• **What the exercise asks**: Copy out the rows starting with the line containing "where the stage" and going on through the line containing "[[110, 65, 171, 127]]", substituting "lectern" for "podium" and leaving everything else unchanged.

** BEGIN Task inputs **

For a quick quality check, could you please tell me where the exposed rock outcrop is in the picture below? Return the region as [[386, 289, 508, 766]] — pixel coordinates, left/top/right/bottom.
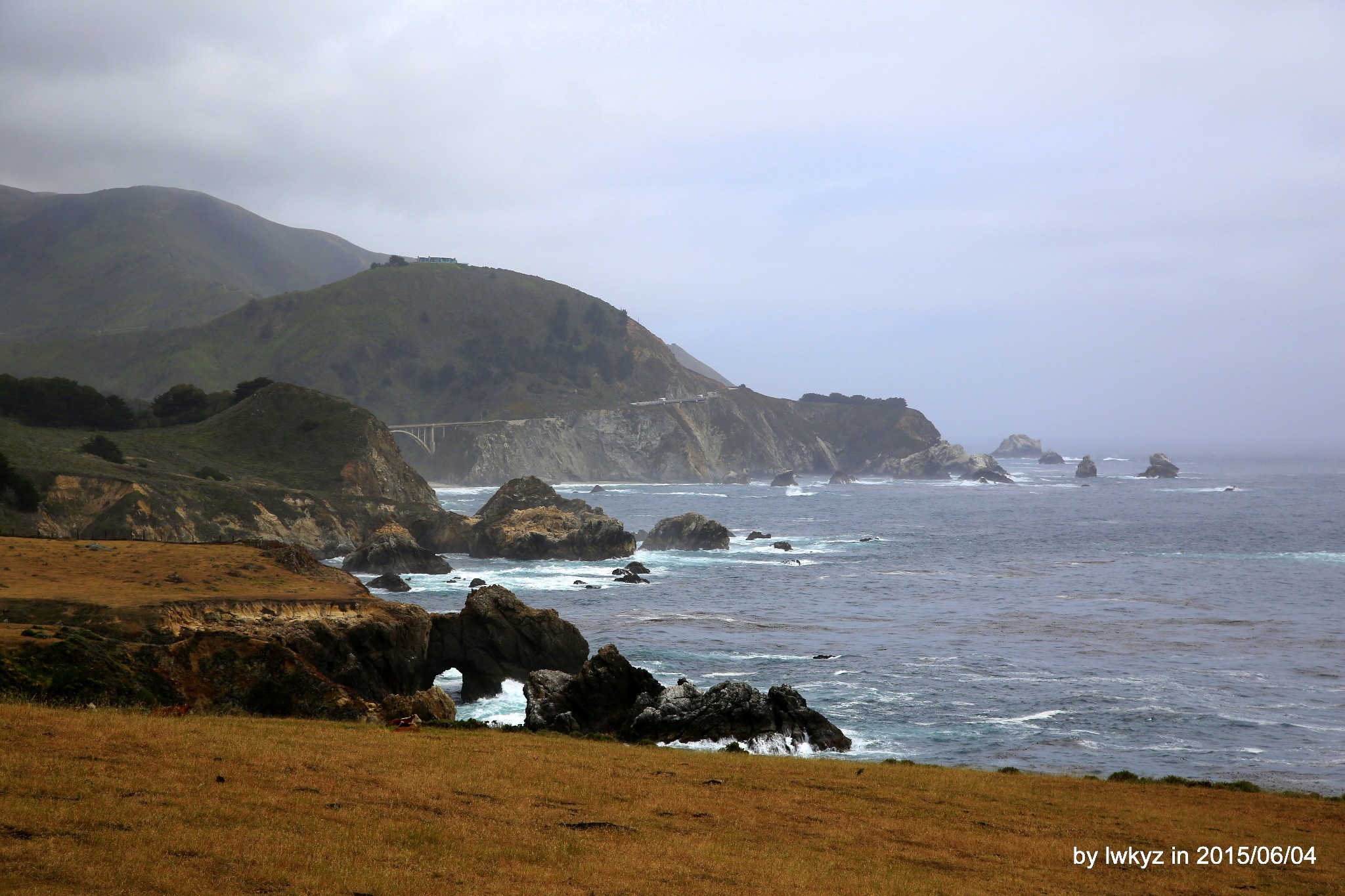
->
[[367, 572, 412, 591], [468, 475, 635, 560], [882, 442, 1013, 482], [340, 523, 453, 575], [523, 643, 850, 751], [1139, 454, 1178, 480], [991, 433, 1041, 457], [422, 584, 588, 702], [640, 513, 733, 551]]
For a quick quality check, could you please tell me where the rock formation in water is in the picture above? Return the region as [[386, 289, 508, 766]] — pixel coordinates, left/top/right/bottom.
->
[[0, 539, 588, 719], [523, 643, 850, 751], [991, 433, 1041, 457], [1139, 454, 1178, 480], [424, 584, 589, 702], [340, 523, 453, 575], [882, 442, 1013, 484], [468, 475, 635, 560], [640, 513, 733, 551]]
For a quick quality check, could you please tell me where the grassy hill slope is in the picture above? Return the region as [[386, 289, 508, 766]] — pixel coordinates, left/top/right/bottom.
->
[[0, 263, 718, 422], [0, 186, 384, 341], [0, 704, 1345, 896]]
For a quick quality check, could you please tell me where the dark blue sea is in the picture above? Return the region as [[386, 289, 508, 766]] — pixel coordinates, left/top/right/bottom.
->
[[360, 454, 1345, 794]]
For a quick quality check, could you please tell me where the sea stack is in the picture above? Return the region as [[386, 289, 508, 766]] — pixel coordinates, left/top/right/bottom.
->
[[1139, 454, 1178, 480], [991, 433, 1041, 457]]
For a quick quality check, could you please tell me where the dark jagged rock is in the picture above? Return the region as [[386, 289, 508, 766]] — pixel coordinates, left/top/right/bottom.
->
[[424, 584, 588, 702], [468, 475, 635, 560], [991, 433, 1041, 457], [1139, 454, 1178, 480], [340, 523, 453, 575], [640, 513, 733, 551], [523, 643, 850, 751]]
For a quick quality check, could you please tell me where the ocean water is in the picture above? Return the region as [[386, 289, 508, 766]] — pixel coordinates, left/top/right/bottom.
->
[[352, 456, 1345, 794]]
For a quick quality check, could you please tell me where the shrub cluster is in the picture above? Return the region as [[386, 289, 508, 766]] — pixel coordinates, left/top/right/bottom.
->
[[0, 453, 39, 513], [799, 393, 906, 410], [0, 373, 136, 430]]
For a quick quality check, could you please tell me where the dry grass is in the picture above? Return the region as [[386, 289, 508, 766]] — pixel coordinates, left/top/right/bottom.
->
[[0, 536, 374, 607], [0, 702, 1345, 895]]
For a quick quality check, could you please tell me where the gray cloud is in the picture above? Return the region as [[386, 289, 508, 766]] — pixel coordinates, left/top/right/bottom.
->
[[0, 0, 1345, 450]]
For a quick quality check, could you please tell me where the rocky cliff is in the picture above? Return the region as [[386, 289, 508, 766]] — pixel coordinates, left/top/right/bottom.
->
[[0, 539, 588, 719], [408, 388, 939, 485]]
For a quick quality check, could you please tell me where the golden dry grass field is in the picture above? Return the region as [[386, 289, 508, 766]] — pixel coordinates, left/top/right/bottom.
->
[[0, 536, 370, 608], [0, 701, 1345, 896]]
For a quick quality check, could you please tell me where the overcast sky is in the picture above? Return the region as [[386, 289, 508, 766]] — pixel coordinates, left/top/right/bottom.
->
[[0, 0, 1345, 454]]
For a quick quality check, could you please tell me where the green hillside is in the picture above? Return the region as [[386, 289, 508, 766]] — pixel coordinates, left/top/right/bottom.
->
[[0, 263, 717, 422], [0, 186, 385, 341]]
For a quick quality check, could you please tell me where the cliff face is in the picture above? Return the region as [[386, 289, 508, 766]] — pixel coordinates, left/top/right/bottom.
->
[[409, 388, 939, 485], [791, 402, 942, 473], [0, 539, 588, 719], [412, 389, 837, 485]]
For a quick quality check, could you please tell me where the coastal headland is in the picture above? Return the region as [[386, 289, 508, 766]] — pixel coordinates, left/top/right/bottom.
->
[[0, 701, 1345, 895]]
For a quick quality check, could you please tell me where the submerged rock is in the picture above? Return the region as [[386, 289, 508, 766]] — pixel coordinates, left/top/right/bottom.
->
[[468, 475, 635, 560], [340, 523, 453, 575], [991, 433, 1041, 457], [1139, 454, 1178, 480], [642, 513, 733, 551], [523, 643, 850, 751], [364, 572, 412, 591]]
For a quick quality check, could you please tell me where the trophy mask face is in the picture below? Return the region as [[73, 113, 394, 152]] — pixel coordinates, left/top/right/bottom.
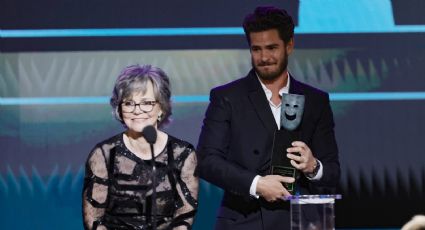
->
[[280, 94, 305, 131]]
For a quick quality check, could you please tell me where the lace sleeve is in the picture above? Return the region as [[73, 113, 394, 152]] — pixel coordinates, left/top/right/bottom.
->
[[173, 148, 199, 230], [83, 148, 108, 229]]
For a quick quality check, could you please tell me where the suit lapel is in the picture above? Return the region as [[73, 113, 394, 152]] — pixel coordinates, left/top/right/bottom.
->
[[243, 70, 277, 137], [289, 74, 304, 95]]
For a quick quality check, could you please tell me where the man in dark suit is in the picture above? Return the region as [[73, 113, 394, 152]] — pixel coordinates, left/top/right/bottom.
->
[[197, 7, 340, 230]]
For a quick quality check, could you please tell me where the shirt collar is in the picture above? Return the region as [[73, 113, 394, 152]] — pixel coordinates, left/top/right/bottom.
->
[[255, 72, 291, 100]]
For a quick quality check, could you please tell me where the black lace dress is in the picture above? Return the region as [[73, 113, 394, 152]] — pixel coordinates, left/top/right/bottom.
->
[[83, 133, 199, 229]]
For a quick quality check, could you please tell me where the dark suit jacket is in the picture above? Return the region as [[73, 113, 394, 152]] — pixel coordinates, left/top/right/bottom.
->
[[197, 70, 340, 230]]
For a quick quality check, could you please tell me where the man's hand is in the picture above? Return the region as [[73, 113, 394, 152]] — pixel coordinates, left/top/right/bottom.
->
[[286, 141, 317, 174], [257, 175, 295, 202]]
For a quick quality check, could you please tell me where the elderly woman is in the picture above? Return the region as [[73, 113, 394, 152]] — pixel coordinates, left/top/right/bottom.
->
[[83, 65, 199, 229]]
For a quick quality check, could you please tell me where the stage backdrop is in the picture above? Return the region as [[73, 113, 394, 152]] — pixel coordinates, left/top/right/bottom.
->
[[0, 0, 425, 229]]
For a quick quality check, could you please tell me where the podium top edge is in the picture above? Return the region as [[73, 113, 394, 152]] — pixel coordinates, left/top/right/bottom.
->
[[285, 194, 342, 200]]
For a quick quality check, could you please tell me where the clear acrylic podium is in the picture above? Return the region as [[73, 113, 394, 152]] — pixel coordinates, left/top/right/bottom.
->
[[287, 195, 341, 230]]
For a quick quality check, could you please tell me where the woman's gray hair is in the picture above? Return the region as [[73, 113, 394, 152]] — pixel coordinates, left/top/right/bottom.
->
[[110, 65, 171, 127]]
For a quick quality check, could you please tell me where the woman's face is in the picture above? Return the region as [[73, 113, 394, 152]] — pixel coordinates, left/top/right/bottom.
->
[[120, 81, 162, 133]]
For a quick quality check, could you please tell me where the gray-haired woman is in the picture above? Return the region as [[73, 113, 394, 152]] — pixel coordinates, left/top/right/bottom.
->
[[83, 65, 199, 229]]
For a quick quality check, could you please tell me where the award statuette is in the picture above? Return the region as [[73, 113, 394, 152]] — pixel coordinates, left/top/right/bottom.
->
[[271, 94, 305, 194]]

** END Task inputs **

• **Solution to this task**:
For a quick quality check, could you please tell me where the stage backdrop is in the picture above? Return the region as [[73, 113, 394, 152]] — pixel coordinates, left/top/right/bottom.
->
[[0, 0, 425, 229]]
For a quick quality check, could you please tell me where the lectern top edge is in the picture above? Return the region as [[73, 113, 394, 152]] — pixel coordinates, left/top/right/bottom.
->
[[285, 194, 342, 200]]
For a quick quality check, could you please tell me where the clear acrylic lectern is in the picture above? Return the region as [[73, 113, 394, 152]] — pixel coordinates, left/top/right/bottom.
->
[[287, 195, 341, 230]]
For a quick quality check, could you please tell me where the woman's gray hair is in the picture above? Return the region as [[73, 113, 394, 152]] — pixel coordinates, left/top/right/bottom.
->
[[110, 65, 171, 127]]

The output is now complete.